**Exercise data:**
=-=-=

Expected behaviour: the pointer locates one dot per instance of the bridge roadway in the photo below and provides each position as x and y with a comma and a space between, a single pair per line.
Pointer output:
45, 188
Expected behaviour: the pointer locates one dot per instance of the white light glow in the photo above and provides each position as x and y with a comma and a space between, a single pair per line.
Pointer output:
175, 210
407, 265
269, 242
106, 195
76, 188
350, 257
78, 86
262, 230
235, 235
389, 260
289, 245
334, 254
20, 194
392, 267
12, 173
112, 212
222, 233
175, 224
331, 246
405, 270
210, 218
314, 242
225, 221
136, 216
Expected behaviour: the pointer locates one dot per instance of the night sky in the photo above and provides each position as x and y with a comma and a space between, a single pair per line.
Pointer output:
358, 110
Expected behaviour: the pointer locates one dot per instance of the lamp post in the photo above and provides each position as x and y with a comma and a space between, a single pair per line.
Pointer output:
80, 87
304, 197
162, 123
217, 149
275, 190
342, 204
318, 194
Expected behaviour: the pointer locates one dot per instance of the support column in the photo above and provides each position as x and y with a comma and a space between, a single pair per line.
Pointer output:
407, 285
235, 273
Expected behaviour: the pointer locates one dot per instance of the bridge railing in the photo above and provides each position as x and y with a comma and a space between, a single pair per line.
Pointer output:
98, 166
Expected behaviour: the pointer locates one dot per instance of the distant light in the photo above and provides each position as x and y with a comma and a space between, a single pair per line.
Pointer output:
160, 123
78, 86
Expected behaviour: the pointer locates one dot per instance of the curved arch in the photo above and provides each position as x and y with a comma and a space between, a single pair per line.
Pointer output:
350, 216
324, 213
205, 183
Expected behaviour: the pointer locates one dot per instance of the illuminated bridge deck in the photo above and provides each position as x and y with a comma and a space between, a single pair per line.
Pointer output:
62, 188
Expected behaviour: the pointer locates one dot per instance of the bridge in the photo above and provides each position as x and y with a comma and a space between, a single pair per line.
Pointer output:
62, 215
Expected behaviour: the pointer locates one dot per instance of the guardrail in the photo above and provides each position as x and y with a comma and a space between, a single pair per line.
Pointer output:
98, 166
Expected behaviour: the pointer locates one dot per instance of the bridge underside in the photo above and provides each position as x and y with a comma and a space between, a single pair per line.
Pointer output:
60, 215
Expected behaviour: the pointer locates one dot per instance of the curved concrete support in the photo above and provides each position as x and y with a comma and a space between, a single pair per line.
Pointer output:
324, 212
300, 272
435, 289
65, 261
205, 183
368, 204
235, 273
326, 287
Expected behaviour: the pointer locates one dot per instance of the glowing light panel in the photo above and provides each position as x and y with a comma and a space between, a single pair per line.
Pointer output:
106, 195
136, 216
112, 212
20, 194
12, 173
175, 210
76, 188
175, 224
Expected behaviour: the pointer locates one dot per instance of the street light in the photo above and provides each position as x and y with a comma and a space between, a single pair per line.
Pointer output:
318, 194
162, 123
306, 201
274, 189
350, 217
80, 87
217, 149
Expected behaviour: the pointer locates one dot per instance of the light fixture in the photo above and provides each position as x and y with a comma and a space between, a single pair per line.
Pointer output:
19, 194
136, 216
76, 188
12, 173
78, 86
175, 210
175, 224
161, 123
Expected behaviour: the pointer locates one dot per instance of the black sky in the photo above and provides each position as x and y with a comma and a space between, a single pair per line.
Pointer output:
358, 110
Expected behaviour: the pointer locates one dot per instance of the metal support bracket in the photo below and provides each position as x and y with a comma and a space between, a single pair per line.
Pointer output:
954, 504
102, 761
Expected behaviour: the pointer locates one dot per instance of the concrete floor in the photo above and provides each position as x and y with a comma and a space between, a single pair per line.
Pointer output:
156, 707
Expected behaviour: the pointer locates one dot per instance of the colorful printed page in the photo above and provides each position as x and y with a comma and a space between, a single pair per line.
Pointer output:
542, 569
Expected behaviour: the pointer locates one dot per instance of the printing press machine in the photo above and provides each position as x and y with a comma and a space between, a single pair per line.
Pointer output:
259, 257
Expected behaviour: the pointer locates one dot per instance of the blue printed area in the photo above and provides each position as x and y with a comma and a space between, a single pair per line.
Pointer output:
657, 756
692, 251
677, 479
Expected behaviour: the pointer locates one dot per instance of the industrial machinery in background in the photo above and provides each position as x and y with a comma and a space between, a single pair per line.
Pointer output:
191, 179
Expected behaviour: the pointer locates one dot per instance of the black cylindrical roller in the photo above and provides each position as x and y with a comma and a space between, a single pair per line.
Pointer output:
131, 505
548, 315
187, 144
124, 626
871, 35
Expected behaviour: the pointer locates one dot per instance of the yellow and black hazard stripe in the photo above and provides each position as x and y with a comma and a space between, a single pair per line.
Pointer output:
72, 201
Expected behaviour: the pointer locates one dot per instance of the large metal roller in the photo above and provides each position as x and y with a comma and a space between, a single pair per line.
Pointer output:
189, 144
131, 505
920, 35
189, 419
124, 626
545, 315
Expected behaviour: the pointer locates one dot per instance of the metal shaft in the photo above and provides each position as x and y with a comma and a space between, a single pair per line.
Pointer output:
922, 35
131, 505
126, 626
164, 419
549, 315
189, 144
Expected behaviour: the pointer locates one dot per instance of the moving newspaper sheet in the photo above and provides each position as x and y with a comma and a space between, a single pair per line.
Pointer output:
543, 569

=-=-=

**About this task:** Tell how many lines of the data include the word "bridge", and nothing else.

**Solution to this task:** 5